§ **INSTRUCTIONS FOR THE TASK**: All records below must be retyped exactly.

[start of MATERIAL TO PROCESS]

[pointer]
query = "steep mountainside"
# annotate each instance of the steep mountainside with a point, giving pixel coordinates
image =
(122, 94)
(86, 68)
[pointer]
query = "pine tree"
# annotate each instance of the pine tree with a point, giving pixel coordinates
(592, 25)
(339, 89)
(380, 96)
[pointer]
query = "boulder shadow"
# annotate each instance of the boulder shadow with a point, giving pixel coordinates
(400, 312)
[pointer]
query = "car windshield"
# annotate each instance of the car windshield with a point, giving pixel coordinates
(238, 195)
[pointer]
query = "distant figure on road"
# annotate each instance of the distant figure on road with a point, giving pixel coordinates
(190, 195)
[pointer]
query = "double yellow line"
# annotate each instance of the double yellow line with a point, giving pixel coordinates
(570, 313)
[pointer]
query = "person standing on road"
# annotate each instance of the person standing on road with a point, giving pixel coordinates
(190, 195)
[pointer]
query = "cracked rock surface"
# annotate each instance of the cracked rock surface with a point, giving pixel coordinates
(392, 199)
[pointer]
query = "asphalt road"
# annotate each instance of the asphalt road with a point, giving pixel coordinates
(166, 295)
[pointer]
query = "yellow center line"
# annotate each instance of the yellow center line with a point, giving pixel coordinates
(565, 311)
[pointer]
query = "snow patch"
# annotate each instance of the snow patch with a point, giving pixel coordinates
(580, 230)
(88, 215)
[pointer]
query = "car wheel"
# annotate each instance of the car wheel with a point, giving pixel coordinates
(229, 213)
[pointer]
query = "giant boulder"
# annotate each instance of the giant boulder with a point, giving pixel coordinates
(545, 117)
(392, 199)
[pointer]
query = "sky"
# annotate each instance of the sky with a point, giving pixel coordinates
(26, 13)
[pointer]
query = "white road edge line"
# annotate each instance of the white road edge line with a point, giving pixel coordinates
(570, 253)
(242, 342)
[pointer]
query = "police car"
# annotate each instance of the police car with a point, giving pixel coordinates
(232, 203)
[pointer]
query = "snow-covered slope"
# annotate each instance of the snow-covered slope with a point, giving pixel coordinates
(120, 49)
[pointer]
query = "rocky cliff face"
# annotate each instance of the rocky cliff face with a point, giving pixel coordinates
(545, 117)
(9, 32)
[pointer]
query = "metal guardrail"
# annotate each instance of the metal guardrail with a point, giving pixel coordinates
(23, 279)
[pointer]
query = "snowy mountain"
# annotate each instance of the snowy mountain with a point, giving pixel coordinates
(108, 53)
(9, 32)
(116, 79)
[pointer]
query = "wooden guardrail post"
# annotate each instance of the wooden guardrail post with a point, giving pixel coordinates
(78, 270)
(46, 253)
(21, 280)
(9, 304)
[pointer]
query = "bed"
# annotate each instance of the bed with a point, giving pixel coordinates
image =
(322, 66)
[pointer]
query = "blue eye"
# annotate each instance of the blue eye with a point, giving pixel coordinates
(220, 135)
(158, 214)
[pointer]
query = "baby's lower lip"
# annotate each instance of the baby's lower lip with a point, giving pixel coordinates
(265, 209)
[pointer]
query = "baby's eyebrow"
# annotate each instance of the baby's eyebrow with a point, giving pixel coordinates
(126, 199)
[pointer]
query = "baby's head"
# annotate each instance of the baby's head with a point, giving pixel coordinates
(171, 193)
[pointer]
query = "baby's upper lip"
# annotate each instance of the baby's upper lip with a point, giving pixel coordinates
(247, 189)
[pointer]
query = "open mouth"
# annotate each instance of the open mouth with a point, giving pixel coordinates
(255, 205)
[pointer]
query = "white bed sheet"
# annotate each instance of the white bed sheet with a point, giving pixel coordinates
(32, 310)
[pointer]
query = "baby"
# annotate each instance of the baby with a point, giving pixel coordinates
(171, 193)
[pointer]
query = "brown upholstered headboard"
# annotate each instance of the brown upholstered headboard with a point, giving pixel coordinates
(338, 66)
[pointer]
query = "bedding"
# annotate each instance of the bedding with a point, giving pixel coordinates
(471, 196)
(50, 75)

[end of MATERIAL TO PROCESS]

§ **RESPONSE TO THIS TASK**:
[pointer]
query = "steep mountainside"
# annotate each instance of the steep mountainside with a point, giving pixel coordinates
image =
(122, 94)
(86, 68)
[pointer]
query = "pine tree"
# annotate each instance of the pine tree with a point, giving pixel coordinates
(592, 25)
(339, 89)
(380, 96)
[pointer]
query = "boulder shadow"
# annotate each instance of the boulder shadow with a point, giving pixel coordinates
(400, 312)
[pointer]
query = "car windshield"
# annotate each instance of the car windshield with a point, giving pixel coordinates
(238, 195)
[pointer]
query = "distant figure on road"
# annotate each instance of the distant figure on road with a point, giving pixel coordinates
(190, 195)
[pointer]
query = "double yellow line"
# annotate each instance of the double yellow line with a point, giving pixel coordinates
(570, 313)
[pointer]
query = "person standing on road"
# annotate each instance of the person standing on road with a point, giving pixel coordinates
(190, 195)
[pointer]
query = "cracked rock surface"
# annotate each instance of the cracked rock surface with a point, giving pixel coordinates
(392, 199)
[pointer]
query = "asphalt road"
# annotate each instance of the asphalt road with a point, giving pixel coordinates
(166, 295)
[pointer]
query = "yellow center line"
# annotate each instance of the yellow center line with a point, giving pixel coordinates
(565, 311)
[pointer]
query = "snow patch"
# annotate each instance of the snow patch with a point, giving pixel coordinates
(580, 230)
(88, 215)
[pointer]
query = "car wheel"
# annotate each instance of the car wheel with a point, giving pixel coordinates
(229, 213)
[pointer]
query = "giant boulder"
# annotate each instance of the giant boulder with a point, giving pixel coordinates
(545, 117)
(392, 199)
[pointer]
query = "sky"
# annotate each instance of the sky with a point, giving pixel coordinates
(26, 13)
[pointer]
query = "white road edge line"
# annotate each instance of the white road edge line with a point, giving pixel coordinates
(570, 253)
(242, 342)
[pointer]
query = "police car"
# annotate each instance of the police car with a point, giving pixel coordinates
(232, 203)
[pointer]
query = "snow-covered slope"
# annotate each instance of the snow-covered slope with a point, giving pixel coordinates
(120, 49)
[pointer]
query = "rocky cliff face"
# annotate each instance of the rocky cliff face with a point, giving pixel coordinates
(545, 117)
(9, 32)
[pointer]
query = "metal guardrail"
# annotate each instance of the metal guardrail with a point, giving pixel coordinates
(23, 279)
[pointer]
query = "snowy mountain"
# annotate each instance of the snowy mountain with a point, giving pixel coordinates
(108, 53)
(9, 32)
(116, 79)
[pointer]
query = "wooden guardrail post"
# annotate each instance of the wooden guardrail post with a point, giving pixel coordinates
(78, 270)
(46, 253)
(21, 280)
(9, 304)
[pointer]
query = "bed"
# annotate each instance of the bed with a point, giving pixel coordinates
image =
(322, 66)
[pointer]
query = "blue eye"
# annotate each instance of the blue eye with a point, giving pixel coordinates
(220, 135)
(158, 214)
[pointer]
query = "baby's lower lip"
# annotate each instance of the baby's lower lip with a point, giving pixel coordinates
(265, 209)
[pointer]
query = "baby's eyebrow"
# annotate each instance of the baby's eyebrow with a point, giving pixel coordinates
(126, 199)
[pointer]
query = "baby's head"
# annotate each instance of the baby's head with a point, giving pixel coordinates
(171, 193)
[pointer]
query = "baby's upper lip"
# annotate each instance of the baby's upper lip with a point, giving pixel coordinates
(247, 189)
[pointer]
query = "open mouth"
# annotate each instance of the open mouth with a point, giving pixel coordinates
(255, 205)
[pointer]
query = "white bed sheet"
# annotate each instance of the white bed sheet with a point, giving pixel coordinates
(32, 310)
[pointer]
query = "baby"
# annotate each instance of the baby with a point, giving pixel coordinates
(171, 193)
[pointer]
query = "brown upholstered headboard"
# annotate each instance of the brown upholstered headboard with a point, giving pixel coordinates
(338, 66)
[pointer]
query = "bedding"
# annotate each instance of the bedding with a point, giving pixel coordinates
(471, 196)
(50, 75)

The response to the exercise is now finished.